Reproduce the listing starting at its first line and ending at the line containing "[414,97,436,164]", offsetting every bounding box coordinate by -120. Omit the pictures.

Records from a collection
## START

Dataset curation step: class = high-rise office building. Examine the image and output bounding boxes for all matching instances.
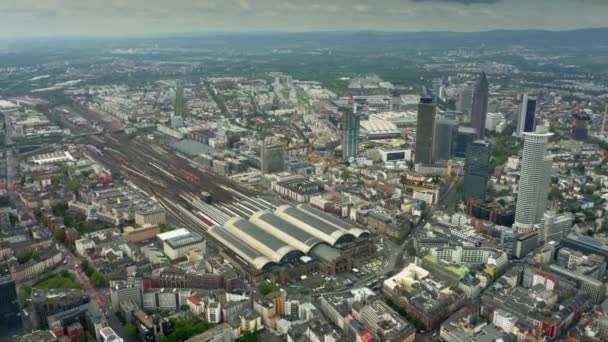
[0,274,21,340]
[537,211,574,242]
[342,101,361,160]
[433,120,458,160]
[471,72,490,139]
[517,94,536,137]
[464,140,490,201]
[414,97,436,164]
[456,85,473,114]
[570,114,591,140]
[260,141,285,175]
[452,126,477,159]
[515,131,553,232]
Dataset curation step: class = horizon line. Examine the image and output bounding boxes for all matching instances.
[0,26,608,41]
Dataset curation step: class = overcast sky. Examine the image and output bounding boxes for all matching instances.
[0,0,608,37]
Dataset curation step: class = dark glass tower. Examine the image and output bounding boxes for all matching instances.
[415,97,436,164]
[342,106,361,160]
[464,140,490,201]
[471,72,490,139]
[0,275,22,340]
[517,94,536,136]
[433,120,458,160]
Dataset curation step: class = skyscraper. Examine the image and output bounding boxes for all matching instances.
[260,141,285,175]
[415,97,436,164]
[515,131,553,232]
[456,85,473,114]
[0,274,21,340]
[433,120,458,160]
[537,211,574,242]
[342,101,361,160]
[517,94,536,137]
[570,114,591,140]
[471,72,490,139]
[464,140,490,201]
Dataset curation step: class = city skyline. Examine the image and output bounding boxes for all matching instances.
[0,0,608,38]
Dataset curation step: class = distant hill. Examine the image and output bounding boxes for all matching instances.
[0,28,608,53]
[154,28,608,49]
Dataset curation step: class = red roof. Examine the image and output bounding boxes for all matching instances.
[188,294,201,305]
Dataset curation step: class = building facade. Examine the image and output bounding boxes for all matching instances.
[517,94,536,137]
[515,132,553,232]
[471,72,490,139]
[464,140,490,201]
[415,97,437,164]
[342,106,361,160]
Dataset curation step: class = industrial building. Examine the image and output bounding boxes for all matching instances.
[361,115,403,140]
[156,228,206,260]
[197,195,372,279]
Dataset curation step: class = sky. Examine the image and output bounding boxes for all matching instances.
[0,0,608,38]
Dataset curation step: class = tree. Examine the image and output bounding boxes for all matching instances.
[405,241,416,256]
[67,179,80,193]
[124,322,137,339]
[17,284,32,305]
[243,331,258,342]
[8,213,19,226]
[16,251,40,264]
[258,281,277,296]
[53,228,65,242]
[163,319,211,342]
[340,169,350,182]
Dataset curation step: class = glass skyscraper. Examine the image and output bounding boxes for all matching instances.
[471,72,490,139]
[517,94,536,136]
[515,132,553,232]
[0,275,22,340]
[415,97,436,164]
[464,140,490,201]
[342,106,361,160]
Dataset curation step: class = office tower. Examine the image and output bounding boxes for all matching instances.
[32,290,90,326]
[433,120,458,160]
[342,101,361,160]
[515,132,553,232]
[110,277,144,312]
[537,211,574,242]
[0,274,21,340]
[471,72,490,139]
[174,82,186,117]
[513,232,538,259]
[456,86,473,114]
[464,140,490,201]
[452,126,477,159]
[602,103,608,133]
[516,94,536,137]
[570,114,591,140]
[260,141,285,175]
[415,97,436,164]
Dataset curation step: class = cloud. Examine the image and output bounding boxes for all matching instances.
[412,0,500,6]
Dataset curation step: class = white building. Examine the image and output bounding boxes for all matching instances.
[99,327,124,342]
[156,228,206,260]
[492,309,517,333]
[205,302,222,324]
[514,131,553,232]
[536,211,574,242]
[486,113,505,132]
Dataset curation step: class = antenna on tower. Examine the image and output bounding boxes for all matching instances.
[602,103,608,133]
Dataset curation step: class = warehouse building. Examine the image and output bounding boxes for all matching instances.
[209,205,372,273]
[157,228,206,260]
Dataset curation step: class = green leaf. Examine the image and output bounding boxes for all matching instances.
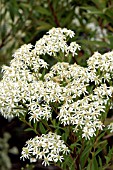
[24,128,34,132]
[39,122,46,134]
[36,6,51,16]
[91,157,98,170]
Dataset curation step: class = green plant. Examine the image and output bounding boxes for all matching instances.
[0,28,113,170]
[0,132,18,170]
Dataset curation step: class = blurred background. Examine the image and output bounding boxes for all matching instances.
[0,0,113,170]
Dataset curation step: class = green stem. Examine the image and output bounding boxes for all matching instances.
[21,119,40,136]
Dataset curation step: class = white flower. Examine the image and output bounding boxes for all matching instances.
[21,132,69,166]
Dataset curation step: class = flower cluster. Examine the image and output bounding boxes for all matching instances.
[108,122,113,133]
[35,28,80,56]
[21,132,70,166]
[0,28,113,151]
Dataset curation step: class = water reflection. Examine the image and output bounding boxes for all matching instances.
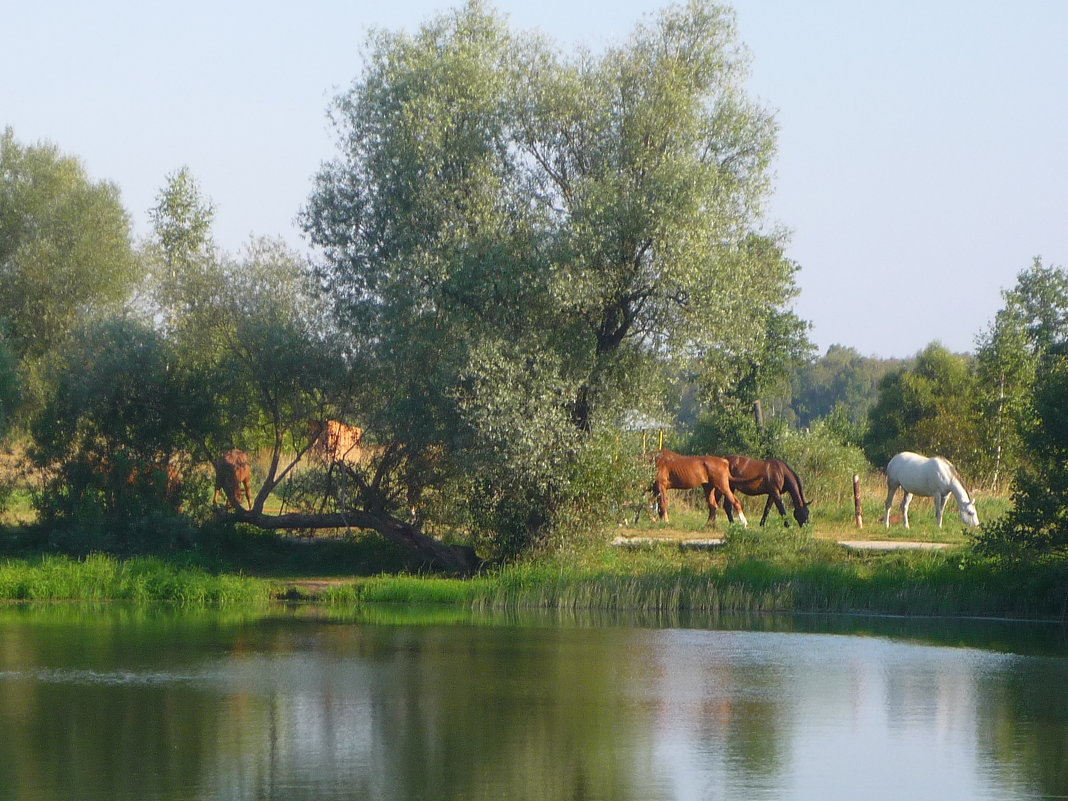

## END

◆ SOLUTION TO THE EXERCISE
Dataset curation step: class = high-rise office building. Examine the image and output bounding boxes for all matching instances.
[-120,154,-99,220]
[417,91,454,122]
[222,-19,241,40]
[313,0,338,40]
[351,-48,370,19]
[397,-26,416,17]
[344,20,370,81]
[294,-23,316,44]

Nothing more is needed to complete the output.